▶ **DO THIS**: Update the part that opens with the line containing "pixel 977 499." and closes with the line containing "pixel 1002 59", replacing "overcast sky" with "cloudy sky" and leaving everything else unchanged. Give back only those lines.

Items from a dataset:
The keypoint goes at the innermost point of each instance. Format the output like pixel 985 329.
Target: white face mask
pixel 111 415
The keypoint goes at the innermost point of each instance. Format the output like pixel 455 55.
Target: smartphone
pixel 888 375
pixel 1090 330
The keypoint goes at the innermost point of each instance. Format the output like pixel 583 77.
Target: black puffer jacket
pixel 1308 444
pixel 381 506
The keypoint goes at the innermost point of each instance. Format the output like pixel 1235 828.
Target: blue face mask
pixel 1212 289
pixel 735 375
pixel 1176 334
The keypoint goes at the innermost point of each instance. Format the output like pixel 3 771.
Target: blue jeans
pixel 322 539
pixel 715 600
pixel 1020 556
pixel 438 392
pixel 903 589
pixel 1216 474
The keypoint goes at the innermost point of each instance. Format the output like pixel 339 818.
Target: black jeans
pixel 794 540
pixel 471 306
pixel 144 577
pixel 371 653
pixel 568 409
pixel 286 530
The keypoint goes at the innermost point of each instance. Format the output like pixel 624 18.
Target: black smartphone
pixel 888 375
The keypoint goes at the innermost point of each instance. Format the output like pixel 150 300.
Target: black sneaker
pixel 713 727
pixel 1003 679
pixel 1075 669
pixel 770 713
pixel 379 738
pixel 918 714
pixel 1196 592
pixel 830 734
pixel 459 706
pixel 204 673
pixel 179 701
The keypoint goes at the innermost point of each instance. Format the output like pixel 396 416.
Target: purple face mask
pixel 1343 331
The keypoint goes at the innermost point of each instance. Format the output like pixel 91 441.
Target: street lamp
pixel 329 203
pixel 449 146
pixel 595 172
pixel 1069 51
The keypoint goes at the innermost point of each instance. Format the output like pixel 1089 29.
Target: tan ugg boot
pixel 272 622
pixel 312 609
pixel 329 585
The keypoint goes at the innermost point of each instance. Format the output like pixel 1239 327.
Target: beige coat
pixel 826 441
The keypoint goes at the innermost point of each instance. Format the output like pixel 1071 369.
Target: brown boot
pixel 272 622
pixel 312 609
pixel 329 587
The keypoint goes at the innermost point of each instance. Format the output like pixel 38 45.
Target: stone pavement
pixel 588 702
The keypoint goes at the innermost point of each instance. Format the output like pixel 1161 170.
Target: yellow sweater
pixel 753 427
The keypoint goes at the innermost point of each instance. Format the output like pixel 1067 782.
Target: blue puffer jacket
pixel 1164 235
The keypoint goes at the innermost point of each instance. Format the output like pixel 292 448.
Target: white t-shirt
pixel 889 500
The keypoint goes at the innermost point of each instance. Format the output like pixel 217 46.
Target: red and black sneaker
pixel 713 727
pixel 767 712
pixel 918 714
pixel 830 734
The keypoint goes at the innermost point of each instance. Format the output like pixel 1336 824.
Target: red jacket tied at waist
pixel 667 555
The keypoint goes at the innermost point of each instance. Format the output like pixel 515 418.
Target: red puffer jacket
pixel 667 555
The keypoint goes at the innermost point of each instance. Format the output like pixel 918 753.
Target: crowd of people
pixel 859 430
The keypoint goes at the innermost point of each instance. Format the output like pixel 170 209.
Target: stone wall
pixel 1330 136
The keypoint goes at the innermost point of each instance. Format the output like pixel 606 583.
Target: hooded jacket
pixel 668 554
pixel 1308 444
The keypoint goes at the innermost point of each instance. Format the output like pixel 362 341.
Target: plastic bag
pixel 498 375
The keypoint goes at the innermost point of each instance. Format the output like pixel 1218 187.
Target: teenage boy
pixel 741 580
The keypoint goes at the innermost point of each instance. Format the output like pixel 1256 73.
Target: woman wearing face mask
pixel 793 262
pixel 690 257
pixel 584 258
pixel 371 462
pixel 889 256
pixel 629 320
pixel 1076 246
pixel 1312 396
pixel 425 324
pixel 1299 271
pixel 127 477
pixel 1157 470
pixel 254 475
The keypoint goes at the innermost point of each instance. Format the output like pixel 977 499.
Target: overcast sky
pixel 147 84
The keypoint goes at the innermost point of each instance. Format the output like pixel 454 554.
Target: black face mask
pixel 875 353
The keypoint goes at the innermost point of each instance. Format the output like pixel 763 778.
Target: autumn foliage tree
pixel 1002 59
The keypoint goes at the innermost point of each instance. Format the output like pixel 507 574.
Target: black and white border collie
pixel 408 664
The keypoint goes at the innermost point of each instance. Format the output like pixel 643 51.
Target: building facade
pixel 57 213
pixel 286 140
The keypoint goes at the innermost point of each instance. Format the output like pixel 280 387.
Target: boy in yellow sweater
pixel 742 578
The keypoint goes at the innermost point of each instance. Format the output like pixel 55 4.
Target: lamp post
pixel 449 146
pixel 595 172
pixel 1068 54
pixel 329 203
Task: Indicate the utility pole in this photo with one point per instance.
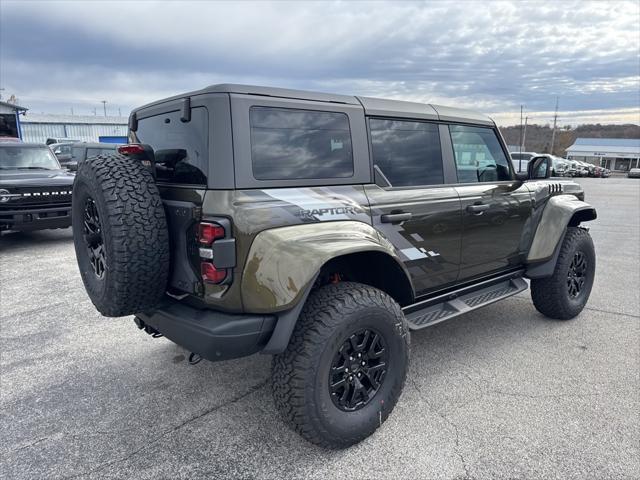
(555, 121)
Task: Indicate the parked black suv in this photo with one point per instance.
(35, 193)
(321, 229)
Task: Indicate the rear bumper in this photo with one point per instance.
(211, 334)
(36, 218)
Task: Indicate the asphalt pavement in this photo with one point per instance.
(498, 393)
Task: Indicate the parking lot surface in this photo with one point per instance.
(498, 393)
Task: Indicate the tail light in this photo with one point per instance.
(209, 232)
(211, 274)
(217, 252)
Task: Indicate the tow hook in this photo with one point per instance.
(194, 359)
(148, 329)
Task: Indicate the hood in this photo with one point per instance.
(35, 178)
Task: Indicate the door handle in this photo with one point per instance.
(395, 217)
(477, 209)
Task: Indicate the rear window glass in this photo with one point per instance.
(289, 144)
(92, 152)
(180, 148)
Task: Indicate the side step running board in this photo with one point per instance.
(441, 308)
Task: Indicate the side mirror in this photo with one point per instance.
(539, 168)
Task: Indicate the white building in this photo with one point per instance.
(619, 154)
(87, 128)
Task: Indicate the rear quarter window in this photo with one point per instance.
(180, 148)
(292, 144)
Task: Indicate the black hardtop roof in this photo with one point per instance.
(372, 106)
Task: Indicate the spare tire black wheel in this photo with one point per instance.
(120, 235)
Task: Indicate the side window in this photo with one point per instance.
(290, 144)
(479, 156)
(180, 148)
(408, 153)
(76, 153)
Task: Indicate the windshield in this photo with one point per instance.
(27, 158)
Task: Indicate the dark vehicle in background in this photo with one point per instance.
(578, 169)
(70, 154)
(601, 172)
(35, 192)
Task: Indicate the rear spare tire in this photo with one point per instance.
(120, 235)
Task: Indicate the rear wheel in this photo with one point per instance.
(345, 366)
(564, 294)
(120, 235)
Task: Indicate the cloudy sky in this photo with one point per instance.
(489, 56)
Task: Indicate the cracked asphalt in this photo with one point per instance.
(498, 393)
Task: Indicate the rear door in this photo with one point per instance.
(495, 207)
(411, 206)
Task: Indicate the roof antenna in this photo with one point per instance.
(555, 121)
(520, 143)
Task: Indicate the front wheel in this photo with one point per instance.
(564, 294)
(345, 366)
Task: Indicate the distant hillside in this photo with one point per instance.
(538, 137)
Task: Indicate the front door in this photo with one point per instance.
(414, 210)
(495, 208)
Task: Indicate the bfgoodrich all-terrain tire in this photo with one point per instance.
(120, 235)
(345, 366)
(564, 294)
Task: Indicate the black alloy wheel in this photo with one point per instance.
(93, 238)
(358, 370)
(576, 275)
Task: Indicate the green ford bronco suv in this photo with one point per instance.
(321, 229)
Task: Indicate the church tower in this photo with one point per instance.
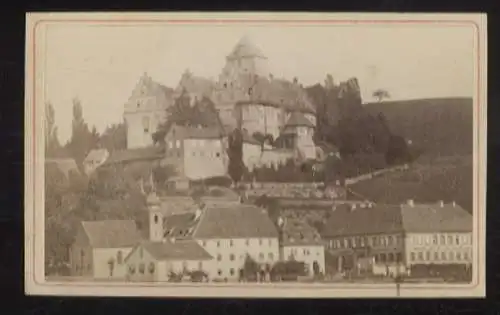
(155, 218)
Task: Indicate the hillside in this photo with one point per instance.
(444, 179)
(441, 127)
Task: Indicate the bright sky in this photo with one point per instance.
(101, 64)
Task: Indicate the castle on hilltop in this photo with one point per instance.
(246, 96)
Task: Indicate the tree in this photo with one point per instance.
(52, 145)
(381, 94)
(236, 166)
(82, 140)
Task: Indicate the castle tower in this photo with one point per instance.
(145, 110)
(243, 64)
(155, 218)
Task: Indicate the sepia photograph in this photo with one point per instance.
(255, 155)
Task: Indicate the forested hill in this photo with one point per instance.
(441, 126)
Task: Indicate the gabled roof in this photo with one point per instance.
(182, 132)
(111, 233)
(66, 166)
(298, 119)
(178, 250)
(425, 218)
(241, 221)
(130, 155)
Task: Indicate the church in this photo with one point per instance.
(246, 96)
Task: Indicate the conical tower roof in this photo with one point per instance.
(246, 48)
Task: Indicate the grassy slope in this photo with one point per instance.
(445, 179)
(439, 126)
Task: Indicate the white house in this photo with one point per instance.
(100, 248)
(157, 261)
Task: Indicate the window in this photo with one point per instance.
(442, 240)
(151, 268)
(119, 257)
(145, 124)
(443, 256)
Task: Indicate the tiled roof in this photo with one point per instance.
(178, 250)
(241, 221)
(111, 233)
(276, 92)
(129, 155)
(434, 218)
(297, 232)
(397, 218)
(64, 165)
(182, 132)
(298, 119)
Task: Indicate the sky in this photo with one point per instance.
(101, 64)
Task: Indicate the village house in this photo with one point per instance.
(394, 239)
(163, 260)
(196, 153)
(100, 248)
(94, 159)
(227, 231)
(301, 242)
(145, 110)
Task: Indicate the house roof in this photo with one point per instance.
(66, 166)
(425, 218)
(96, 154)
(246, 48)
(182, 132)
(129, 155)
(178, 250)
(299, 233)
(111, 233)
(236, 221)
(298, 119)
(275, 92)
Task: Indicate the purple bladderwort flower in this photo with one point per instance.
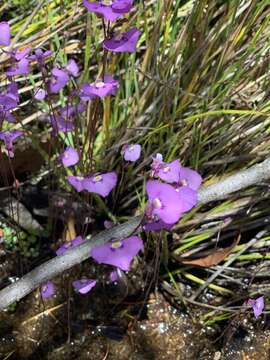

▶ **OUTPUT**:
The keypoint goes at the innermost point of each instance. Format the output like pixel 977 499.
Target: cloudy sky
pixel 147 84
The keypoint goes at the innermost point of each instance. Format the output like pixel 454 554.
Target: black face mask
pixel 875 353
The keypoint goes at the innermost point of each instance. Format the output like pixel 763 778.
Target: autumn foliage tree
pixel 1002 59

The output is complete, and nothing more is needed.